• PROBLEM TO WORK ON
Please restate word for word, and with nothing added, the lines that run from the one holding "Query: mirror frame" to the end of the entries below.

[Excerpts from a dataset]
——————————
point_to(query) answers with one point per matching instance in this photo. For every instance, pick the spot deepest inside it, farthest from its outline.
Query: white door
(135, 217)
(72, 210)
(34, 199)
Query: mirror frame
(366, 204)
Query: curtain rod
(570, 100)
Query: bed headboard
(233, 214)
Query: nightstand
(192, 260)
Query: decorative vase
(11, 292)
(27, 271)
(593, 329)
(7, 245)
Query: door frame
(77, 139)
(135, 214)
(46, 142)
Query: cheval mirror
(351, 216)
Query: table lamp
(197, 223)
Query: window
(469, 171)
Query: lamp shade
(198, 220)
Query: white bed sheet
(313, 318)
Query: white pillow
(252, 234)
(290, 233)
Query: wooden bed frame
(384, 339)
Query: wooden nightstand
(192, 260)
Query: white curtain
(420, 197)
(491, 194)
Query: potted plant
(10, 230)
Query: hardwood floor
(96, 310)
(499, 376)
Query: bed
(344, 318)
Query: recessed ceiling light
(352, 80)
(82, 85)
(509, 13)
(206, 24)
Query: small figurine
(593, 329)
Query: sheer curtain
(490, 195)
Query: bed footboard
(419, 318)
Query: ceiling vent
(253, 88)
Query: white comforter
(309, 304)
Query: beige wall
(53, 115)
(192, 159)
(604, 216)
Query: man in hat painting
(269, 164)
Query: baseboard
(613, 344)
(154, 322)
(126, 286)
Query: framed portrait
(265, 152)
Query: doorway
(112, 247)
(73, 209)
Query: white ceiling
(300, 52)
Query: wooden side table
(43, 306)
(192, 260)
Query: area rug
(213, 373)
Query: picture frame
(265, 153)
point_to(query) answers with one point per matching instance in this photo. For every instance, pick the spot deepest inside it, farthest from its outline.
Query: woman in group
——————————
• SOLUTION FOR THIS PROBLEM
Query: mirror frame
(366, 204)
Query: curtain rod
(570, 100)
Query: bed headboard
(233, 214)
Query: nightstand
(192, 260)
Query: decorative vase
(11, 292)
(27, 271)
(593, 329)
(7, 245)
Query: door frame
(77, 139)
(135, 214)
(46, 142)
Query: cheval mirror
(351, 216)
Query: table lamp
(197, 223)
Query: window
(469, 171)
Query: lamp shade
(198, 220)
Query: white bed sheet
(313, 318)
Query: white pillow
(252, 234)
(290, 233)
Query: wooden bed frame
(384, 339)
Query: wooden nightstand
(192, 260)
Query: white curtain
(420, 197)
(491, 194)
Query: potted plant
(10, 230)
Query: hardwood floor
(96, 310)
(499, 376)
Query: bed
(344, 318)
Query: recessed ceiling light
(352, 80)
(82, 85)
(509, 13)
(206, 24)
Query: small figurine
(593, 329)
Query: sheer curtain
(490, 195)
Query: bed footboard
(419, 318)
Query: ceiling vent
(253, 88)
Query: white comforter
(309, 304)
Query: beige wall
(53, 115)
(192, 159)
(604, 216)
Query: man in hat painting
(269, 164)
Query: baseboard
(613, 344)
(154, 322)
(126, 286)
Query: framed portrait
(265, 152)
Query: doorway
(112, 247)
(73, 209)
Query: white ceiling
(300, 52)
Query: wooden side table
(43, 306)
(192, 260)
Query: area rug
(213, 373)
Query: picture frame
(265, 153)
point_to(query) answers with one point per matching instance in this photo. For every instance, pick the spot deepest inside it, farthest from its outline.
Query: woman in group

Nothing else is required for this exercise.